▶ SELECTION:
══════════

Ciabatta shouldn’t usually be this challenging…
February 23, 2009 4 Comments
… but if you’re me, it means a two hour quest for lava rock and an explosion in the oven.
I started baking bread once or twice a month about two years ago but I’ve yet to make my own starter (necessary for sourdough) and until today had yet to make a serious attempt at recreating the brick oven environment needed for truly great bread. Believe me, fresh bread is always great, but I was always a little disappointed with how quickly the crispness of the crust disappeared as the loaves cooled. I still liked baking my own bread, but there was something missing in the end product.
Today I tried to overcome the crust problem. The secret to a thicker and crustier crust is steam; in the past, I’d tried tossing a few ice cubes on the floor of my oven but evidently that didn’t work. I was also trying out a new recipe for ciabatta (from the excellent Wild Yeast blog) and I was determined to get the crust right, so while the loaves were proofing for the final time, I went out in search of lava rock and a baking stone. First stop, Bed Bath & Beyond two blocks from my house. No baking stone, even though they advertise one on their website. Second stop, the local nursery – no lava rock. Third stop, the local Orchard Supply Hardware. They carry lava rock but unfortunately were out of stock. Fourth stop, the Home Depot a couple towns over – 20 lb bag of lava rock, check. Fifth stop, the Crate & Barrel on the other side of town – only a small baking stone, not the larger size I needed. Sixth stop, Williams Sonoma in the high end mall next door to the Crate & Barrel. Expensive baking stone, check. Two and a half hours later, I hurry home to get the oven going.

══════════

▶ Data listing:
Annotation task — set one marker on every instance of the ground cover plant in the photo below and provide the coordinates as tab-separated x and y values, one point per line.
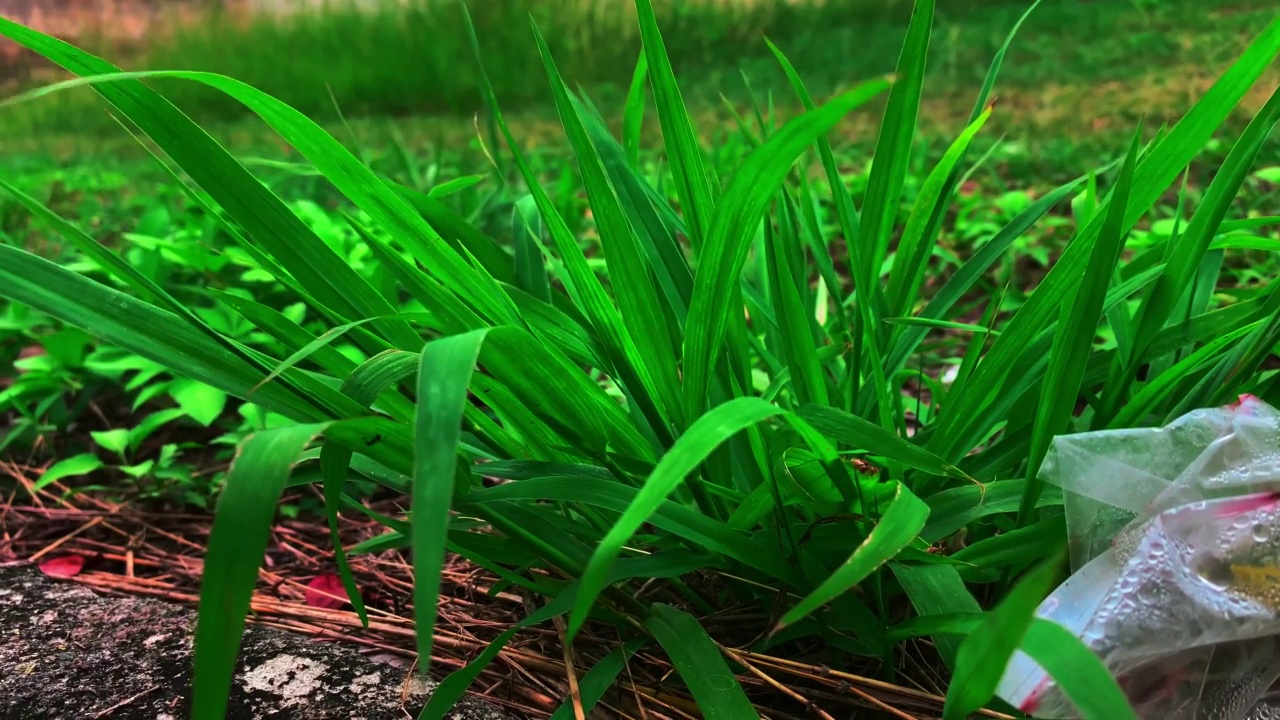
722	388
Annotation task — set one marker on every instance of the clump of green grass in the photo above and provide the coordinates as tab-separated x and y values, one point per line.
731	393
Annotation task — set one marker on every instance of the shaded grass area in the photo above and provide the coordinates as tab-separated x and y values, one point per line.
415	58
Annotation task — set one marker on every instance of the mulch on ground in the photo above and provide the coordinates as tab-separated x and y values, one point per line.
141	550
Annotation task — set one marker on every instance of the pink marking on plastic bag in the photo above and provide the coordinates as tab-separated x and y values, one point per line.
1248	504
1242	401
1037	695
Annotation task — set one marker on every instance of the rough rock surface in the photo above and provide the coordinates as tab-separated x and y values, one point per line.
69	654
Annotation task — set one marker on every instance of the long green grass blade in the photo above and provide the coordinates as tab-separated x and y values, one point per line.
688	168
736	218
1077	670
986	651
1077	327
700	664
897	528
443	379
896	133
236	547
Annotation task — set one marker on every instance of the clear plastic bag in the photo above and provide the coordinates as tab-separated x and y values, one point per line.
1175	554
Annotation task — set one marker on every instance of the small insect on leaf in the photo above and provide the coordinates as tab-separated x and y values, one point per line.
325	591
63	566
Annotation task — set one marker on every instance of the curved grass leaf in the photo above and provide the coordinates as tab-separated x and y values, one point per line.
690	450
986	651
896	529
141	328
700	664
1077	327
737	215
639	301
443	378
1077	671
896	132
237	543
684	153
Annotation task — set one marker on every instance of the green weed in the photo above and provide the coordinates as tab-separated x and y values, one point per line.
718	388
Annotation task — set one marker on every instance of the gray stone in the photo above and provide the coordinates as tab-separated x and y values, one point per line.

══════════

▶ REQUESTS:
1. Return everything from "Ciabatta shouldn’t usually" down to "the end product." in the ciabatta post, copied word for word.
2. Locate each line of the data listing that contains the string "ground" and copy those lines in full.

▶ ANSWERS PER TASK:
1.
Ciabatta shouldn’t usually be this challenging…
February 23, 2009 4 Comments
… but if you’re me, it means a two hour quest for lava rock and an explosion in the oven.
I started baking bread once or twice a month about two years ago but I’ve yet to make my own starter (necessary for sourdough) and until today had yet to make a serious attempt at recreating the brick oven environment needed for truly great bread. Believe me, fresh bread is always great, but I was always a little disappointed with how quickly the crispness of the crust disappeared as the loaves cooled. I still liked baking my own bread, but there was something missing in the end product.

2.
Annotation task — set one marker on every instance of the ground cover plant in the photo below and provide the coordinates as tab-separated x and y values, one point per line.
Annotation task — set one marker on every instance of the mulch on ground in the photo above and provide the coordinates as tab-separated x and y values, one point per line.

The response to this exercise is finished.